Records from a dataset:
[Start]

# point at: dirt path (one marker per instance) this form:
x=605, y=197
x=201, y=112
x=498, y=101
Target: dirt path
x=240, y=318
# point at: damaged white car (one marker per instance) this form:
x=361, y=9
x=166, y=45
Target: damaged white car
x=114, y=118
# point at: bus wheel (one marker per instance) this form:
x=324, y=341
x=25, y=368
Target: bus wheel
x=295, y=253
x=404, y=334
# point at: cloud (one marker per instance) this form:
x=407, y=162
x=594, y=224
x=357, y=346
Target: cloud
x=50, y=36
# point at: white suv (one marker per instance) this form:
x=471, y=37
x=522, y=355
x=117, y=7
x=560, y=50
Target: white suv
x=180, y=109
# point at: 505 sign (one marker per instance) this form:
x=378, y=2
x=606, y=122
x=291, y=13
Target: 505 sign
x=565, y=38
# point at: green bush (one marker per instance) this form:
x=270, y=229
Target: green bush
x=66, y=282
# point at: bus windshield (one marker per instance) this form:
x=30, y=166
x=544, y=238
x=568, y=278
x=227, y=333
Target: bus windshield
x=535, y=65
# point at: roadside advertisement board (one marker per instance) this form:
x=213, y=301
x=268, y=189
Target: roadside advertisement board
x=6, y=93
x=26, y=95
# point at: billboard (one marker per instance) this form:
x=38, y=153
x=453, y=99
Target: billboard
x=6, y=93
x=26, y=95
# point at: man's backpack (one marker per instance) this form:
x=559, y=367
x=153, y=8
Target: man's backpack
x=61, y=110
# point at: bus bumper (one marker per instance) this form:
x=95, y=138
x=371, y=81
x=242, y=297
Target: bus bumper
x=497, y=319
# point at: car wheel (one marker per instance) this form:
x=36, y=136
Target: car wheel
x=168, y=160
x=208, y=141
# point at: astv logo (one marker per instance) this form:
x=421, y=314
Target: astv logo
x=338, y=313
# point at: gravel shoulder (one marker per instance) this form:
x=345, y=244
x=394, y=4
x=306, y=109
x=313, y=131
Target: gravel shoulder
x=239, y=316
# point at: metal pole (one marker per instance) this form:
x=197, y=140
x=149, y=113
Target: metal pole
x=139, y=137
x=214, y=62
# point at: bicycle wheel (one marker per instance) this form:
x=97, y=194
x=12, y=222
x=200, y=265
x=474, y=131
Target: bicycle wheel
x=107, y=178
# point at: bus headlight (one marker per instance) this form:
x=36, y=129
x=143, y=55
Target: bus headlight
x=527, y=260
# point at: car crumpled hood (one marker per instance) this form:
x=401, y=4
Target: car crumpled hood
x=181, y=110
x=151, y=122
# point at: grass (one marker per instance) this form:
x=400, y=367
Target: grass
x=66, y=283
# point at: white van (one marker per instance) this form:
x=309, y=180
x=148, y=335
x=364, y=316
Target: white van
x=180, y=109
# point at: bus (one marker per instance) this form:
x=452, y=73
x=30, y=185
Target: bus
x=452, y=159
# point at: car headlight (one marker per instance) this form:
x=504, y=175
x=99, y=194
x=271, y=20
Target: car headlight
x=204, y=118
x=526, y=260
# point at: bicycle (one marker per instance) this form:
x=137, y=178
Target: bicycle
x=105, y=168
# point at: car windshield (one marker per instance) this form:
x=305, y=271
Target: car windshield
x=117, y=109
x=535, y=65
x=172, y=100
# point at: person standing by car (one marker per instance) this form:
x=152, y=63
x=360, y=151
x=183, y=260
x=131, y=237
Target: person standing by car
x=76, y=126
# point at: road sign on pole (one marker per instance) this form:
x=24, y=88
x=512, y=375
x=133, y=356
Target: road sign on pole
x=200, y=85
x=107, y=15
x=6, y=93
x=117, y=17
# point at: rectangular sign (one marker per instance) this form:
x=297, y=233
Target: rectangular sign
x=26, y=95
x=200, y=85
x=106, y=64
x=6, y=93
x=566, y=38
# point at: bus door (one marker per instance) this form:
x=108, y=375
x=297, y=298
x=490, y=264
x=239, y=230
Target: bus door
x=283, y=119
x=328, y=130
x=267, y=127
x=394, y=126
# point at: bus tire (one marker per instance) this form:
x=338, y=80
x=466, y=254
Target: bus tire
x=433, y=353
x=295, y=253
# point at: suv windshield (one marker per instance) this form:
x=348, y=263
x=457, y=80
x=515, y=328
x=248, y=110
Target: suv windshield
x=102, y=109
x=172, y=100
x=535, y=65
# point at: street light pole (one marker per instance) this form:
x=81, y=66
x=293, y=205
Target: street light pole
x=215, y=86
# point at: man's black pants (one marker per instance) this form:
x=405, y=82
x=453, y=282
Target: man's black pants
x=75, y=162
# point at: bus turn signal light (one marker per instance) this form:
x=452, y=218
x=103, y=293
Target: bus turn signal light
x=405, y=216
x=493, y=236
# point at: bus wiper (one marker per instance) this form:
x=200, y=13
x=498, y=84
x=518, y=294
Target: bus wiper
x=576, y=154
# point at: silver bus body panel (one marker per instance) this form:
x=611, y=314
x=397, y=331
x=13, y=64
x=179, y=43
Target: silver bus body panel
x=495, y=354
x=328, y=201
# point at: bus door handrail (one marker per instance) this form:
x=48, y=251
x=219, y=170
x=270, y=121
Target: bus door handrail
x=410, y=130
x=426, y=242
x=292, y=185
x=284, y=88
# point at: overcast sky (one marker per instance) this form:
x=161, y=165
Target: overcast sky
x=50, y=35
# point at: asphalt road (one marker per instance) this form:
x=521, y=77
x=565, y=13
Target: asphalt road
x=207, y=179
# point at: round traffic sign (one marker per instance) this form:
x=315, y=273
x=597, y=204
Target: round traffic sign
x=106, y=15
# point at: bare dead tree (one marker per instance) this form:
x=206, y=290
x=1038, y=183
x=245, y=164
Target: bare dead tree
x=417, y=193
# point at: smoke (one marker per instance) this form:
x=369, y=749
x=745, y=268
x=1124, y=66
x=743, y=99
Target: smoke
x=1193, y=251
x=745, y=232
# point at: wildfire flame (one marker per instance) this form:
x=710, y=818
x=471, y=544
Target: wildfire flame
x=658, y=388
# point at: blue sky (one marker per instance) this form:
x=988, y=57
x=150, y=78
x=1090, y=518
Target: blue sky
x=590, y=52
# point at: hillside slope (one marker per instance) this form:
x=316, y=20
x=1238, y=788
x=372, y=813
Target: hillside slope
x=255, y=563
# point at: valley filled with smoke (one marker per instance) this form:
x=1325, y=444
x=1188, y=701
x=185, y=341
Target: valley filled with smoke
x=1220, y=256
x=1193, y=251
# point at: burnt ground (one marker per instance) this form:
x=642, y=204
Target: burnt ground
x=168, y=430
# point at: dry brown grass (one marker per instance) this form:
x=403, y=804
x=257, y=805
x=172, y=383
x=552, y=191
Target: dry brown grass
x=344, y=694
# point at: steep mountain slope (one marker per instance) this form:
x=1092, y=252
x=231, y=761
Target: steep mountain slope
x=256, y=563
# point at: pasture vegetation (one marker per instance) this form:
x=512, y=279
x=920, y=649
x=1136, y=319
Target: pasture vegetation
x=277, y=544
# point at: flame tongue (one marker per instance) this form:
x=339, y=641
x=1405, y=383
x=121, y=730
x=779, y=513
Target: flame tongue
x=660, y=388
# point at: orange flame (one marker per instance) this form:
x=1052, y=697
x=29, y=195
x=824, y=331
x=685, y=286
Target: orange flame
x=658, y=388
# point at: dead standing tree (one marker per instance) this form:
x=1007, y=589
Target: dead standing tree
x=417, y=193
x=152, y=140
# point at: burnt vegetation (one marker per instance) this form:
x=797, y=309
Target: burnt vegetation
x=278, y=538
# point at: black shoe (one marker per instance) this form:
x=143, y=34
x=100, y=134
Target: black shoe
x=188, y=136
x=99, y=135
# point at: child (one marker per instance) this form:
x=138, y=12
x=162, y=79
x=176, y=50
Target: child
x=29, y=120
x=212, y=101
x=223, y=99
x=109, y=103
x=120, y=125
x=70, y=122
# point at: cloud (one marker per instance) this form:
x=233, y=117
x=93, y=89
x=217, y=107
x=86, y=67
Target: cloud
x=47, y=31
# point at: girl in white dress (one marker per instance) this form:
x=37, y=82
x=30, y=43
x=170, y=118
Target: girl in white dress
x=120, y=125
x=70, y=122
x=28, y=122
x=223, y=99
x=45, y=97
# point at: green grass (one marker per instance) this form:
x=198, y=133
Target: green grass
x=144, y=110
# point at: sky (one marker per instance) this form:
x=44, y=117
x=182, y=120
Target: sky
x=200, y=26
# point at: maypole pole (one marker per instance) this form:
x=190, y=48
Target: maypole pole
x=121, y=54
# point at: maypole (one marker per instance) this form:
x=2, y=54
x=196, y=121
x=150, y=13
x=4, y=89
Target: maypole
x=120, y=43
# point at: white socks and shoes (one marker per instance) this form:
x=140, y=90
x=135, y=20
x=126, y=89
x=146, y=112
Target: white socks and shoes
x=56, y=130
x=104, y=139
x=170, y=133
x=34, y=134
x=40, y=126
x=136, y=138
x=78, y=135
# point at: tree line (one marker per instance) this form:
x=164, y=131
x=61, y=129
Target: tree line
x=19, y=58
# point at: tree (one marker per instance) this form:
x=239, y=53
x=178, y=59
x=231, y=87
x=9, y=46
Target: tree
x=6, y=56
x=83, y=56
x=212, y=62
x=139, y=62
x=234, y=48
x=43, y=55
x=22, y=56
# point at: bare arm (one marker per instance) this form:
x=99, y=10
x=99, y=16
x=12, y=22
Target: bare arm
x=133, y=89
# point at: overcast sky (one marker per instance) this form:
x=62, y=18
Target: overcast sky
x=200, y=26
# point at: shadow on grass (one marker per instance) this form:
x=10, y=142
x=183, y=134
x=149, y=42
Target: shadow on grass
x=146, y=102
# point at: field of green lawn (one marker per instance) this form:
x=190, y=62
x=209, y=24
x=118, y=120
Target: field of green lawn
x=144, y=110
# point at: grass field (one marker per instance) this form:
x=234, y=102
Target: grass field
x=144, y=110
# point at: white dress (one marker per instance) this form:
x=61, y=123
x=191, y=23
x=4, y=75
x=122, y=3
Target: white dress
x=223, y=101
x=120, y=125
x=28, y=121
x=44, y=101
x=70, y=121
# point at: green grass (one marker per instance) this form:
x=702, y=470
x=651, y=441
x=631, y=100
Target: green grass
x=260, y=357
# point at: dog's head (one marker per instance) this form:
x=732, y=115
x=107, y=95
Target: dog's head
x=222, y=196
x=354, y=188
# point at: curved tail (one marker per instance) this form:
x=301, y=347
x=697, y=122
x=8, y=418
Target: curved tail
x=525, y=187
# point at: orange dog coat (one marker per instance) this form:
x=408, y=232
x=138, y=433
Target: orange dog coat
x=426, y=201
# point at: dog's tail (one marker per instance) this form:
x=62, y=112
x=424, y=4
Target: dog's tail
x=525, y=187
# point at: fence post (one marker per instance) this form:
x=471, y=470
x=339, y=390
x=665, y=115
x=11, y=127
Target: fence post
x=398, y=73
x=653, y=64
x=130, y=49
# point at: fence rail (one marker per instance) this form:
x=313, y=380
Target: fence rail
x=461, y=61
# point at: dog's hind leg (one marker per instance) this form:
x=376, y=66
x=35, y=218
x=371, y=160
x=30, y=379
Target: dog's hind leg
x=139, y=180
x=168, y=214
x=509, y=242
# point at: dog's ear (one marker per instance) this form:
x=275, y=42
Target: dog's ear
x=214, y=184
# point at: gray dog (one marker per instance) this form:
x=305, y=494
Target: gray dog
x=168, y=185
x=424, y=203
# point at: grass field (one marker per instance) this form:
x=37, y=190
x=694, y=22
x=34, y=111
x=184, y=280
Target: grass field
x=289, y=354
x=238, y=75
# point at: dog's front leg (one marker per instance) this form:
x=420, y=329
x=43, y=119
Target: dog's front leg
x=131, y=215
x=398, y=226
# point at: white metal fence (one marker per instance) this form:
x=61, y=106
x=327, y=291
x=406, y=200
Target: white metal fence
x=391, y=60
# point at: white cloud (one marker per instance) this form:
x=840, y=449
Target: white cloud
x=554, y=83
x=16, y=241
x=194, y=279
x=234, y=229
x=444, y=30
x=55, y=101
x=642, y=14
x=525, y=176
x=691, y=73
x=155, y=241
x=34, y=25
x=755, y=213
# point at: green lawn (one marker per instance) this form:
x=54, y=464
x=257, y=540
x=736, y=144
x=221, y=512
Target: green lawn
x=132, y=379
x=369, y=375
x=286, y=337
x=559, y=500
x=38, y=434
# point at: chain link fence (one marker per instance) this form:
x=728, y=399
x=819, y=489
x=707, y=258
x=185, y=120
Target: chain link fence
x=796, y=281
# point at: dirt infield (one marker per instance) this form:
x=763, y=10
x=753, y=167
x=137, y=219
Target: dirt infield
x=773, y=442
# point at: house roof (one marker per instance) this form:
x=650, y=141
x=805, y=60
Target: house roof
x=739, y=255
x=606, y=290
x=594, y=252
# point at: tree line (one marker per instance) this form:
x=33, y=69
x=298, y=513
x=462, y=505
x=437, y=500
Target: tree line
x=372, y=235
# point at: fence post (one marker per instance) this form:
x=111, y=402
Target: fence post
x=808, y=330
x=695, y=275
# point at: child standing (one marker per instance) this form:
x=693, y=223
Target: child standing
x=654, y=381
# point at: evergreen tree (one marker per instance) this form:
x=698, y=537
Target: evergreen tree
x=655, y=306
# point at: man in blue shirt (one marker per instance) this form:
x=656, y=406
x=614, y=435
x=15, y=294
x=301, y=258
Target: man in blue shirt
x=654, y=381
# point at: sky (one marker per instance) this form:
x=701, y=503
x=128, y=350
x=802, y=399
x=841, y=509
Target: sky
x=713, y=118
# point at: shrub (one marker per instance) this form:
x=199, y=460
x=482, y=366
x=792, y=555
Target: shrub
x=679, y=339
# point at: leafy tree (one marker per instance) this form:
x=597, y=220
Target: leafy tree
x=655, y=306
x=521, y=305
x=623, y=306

[End]

> **The task**:
Convert the lines of the records starting at the line containing "# point at: bare arm" and ending at the line containing "x=461, y=61", both included, into a Markdown table with the columns n and Line. Number each row in n, put the line's text in Line, and omit any blank lines.

> **Task result**:
| n | Line |
|---|---|
| 1 | # point at: bare arm (one marker per instance) this form: |
| 2 | x=99, y=10 |
| 3 | x=99, y=16 |
| 4 | x=12, y=22 |
| 5 | Target: bare arm |
| 6 | x=133, y=89 |
| 7 | # point at: overcast sky (one marker per instance) this form: |
| 8 | x=62, y=18 |
| 9 | Target: overcast sky |
| 10 | x=200, y=26 |
| 11 | # point at: shadow on grass (one marker per instance) this form: |
| 12 | x=10, y=142 |
| 13 | x=183, y=134 |
| 14 | x=149, y=42 |
| 15 | Target: shadow on grass |
| 16 | x=146, y=102 |
| 17 | # point at: field of green lawn (one marker per instance) this form: |
| 18 | x=190, y=62 |
| 19 | x=209, y=24 |
| 20 | x=118, y=120 |
| 21 | Target: field of green lawn |
| 22 | x=144, y=110 |
| 23 | # point at: grass field (one marker per instance) this form: |
| 24 | x=234, y=102 |
| 25 | Target: grass field |
| 26 | x=144, y=110 |
| 27 | # point at: white dress (one marker per instance) this form: |
| 28 | x=61, y=123 |
| 29 | x=191, y=23 |
| 30 | x=4, y=75 |
| 31 | x=122, y=3 |
| 32 | Target: white dress |
| 33 | x=223, y=101 |
| 34 | x=120, y=125 |
| 35 | x=28, y=121 |
| 36 | x=44, y=101 |
| 37 | x=70, y=121 |
| 38 | # point at: green grass (one marker per instance) this form: |
| 39 | x=702, y=470 |
| 40 | x=651, y=441 |
| 41 | x=631, y=100 |
| 42 | Target: green grass |
| 43 | x=260, y=357 |
| 44 | # point at: dog's head (one marker per instance) this form: |
| 45 | x=732, y=115 |
| 46 | x=107, y=95 |
| 47 | Target: dog's head |
| 48 | x=222, y=196 |
| 49 | x=354, y=188 |
| 50 | # point at: curved tail (one marker per instance) this form: |
| 51 | x=301, y=347 |
| 52 | x=697, y=122 |
| 53 | x=8, y=418 |
| 54 | Target: curved tail |
| 55 | x=525, y=187 |
| 56 | # point at: orange dog coat (one marker per instance) this form: |
| 57 | x=408, y=232 |
| 58 | x=138, y=433 |
| 59 | Target: orange dog coat |
| 60 | x=426, y=201 |
| 61 | # point at: dog's tail (one marker per instance) this form: |
| 62 | x=62, y=112 |
| 63 | x=424, y=4 |
| 64 | Target: dog's tail |
| 65 | x=525, y=187 |
| 66 | # point at: fence post (one marker per instance) this form: |
| 67 | x=471, y=470 |
| 68 | x=339, y=390 |
| 69 | x=665, y=115 |
| 70 | x=11, y=127 |
| 71 | Target: fence post |
| 72 | x=398, y=73 |
| 73 | x=653, y=64 |
| 74 | x=130, y=49 |
| 75 | # point at: fence rail (one marker per instance) this form: |
| 76 | x=313, y=380 |
| 77 | Target: fence rail |
| 78 | x=461, y=61 |